Exercise a → From the text on using a tape recorder with a computer, write out the passage that starts at the words "You'll need to" and stops after "the side pins.".

═════ Extracted text

Copyright 1984-1989 Simon N Goodwin


I recently bought a Dragon 32 computer but I can't save or load programs. The problem is that the cable which comes with the computer has small jack plugs at the cassette end, but my tape recorder (a Philips 3302A) expects DIN plugs.

Is there any way I can use the tape-recorder with the computer, or will I have to buy a new recorder?
Andrea Husbands, Wrexham, Clwyd.

In theory it is possible to use the tape recorder, just by changing the plugs at the end of the lead from the computer. You'll need a two-pin DIN loudspeaker plug in place of the EAR jack, and a three pin DIN plug instead of the MIC jack. These go into the sockets marked with a picture of a loudspeaker and a digit (1), respectively.

You'll need to experiment to find the correct way to wire up the two MIC wires to the three-pin DIN plug - one wire should go to the middle pin, and the other to one of the side pins.

In practice it may be more sensible to spend #10 or so on a cheap, modern cassette player with jack sockets already fitted. You don't need to buy a special 'computer compatible' model - most of these are just last year's flops tarted up with a tape-counter and a few flashing lights. Some of them don't even work reliably with common computers! You'll get just as good performance from a cheaper, general-purpose model.

Some hi-fi recorders are useless with computers because they contain clever circuitry to 'process' the sound. This makes it sound better to the human ear, but confuses a computer, for which raucous bleeps and buzzes have a special meaning.

The most common cause of unreliable loading is incorrectly set-up tape-heads. This is easily identified, since you get problems loading other people's tapes (or pre-recorded ones) but your own tapes load perfectly; the mis-alignment corrects itself on your own tapes - you record them askew and read them back the same way.

Incorrect tape-head alignment is a common fault on old machines. With heavy use or rough handling the heads used to read a cassette can move out of line, making music sound dull and data unintelligible to a computer. The more 'tinny' a recorder sounds, the better it is likely to work with most models of computer. It is possible to re-align the heads on a tape recorder, but it is easy to make things worse rather than better unless you know exactly what you are doing.

Of course, it helps to clean and de-magnetise your tape heads regularly, using one of the kits available from most electrical shops, but this doesn't usually make a great deal of difference - computers are quite tolerant of dirty tape heads (except on a microdrive system!) - incorrect alignment gives much greater problems.

══════════
═════ Input records

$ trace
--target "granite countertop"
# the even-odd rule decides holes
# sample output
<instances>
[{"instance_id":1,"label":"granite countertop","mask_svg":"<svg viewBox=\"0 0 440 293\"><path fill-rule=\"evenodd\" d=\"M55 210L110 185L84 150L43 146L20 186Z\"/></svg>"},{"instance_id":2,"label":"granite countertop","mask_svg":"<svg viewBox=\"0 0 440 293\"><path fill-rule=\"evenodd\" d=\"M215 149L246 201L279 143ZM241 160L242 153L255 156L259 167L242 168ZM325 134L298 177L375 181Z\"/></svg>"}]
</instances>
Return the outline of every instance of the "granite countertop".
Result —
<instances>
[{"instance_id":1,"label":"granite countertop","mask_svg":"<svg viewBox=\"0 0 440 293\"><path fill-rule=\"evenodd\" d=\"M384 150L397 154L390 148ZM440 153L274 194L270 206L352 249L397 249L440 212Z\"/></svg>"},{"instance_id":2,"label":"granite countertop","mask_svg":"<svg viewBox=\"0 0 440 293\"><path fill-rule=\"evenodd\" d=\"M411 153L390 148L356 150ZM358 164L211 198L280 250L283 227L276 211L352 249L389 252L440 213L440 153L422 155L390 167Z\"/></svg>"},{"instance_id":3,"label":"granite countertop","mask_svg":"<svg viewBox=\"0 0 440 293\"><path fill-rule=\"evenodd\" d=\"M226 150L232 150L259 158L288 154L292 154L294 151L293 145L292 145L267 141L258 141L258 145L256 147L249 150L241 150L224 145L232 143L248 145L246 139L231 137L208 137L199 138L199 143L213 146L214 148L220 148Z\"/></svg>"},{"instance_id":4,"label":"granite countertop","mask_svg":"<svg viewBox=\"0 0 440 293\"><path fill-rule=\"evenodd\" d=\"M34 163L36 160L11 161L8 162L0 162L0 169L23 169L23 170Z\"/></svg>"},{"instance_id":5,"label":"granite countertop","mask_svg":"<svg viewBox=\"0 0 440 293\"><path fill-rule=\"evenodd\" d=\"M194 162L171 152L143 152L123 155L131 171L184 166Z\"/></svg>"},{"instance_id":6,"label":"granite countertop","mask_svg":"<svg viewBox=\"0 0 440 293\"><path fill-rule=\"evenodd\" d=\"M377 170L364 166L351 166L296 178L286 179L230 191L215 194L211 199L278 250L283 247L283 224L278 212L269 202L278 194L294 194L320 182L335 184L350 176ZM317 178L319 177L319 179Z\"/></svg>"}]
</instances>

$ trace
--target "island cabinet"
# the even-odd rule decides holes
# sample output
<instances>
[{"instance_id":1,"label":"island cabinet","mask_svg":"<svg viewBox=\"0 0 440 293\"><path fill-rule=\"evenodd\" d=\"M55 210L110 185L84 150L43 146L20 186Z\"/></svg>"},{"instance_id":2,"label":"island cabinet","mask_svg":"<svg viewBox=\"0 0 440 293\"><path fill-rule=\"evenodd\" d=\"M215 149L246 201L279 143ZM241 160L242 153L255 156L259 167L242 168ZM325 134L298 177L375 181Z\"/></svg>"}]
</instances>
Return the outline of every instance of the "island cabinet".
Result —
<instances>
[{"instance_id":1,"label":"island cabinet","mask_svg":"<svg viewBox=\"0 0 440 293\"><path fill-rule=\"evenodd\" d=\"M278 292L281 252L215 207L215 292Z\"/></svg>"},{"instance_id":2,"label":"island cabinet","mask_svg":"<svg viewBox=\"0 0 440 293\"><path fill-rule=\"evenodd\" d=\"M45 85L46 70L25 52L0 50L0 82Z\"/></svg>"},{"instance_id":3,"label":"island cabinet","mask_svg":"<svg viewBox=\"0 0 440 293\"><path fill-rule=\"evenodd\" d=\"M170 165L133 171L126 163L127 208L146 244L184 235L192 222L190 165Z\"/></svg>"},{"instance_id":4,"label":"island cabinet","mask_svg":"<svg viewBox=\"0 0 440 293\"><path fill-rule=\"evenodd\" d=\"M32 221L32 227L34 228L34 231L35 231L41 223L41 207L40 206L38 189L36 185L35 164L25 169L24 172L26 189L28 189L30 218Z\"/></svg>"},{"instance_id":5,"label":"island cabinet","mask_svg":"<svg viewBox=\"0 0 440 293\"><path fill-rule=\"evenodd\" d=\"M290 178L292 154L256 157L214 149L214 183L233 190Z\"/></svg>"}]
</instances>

══════════

Exercise b → How many lines in the rows above contain the string "Return"? Give only the number.

Written answer a →
You'll need to experiment to find the correct way to wire up the two MIC wires to the three-pin DIN plug - one wire should go to the middle pin, and the other to one of the side pins.

Written answer b → 2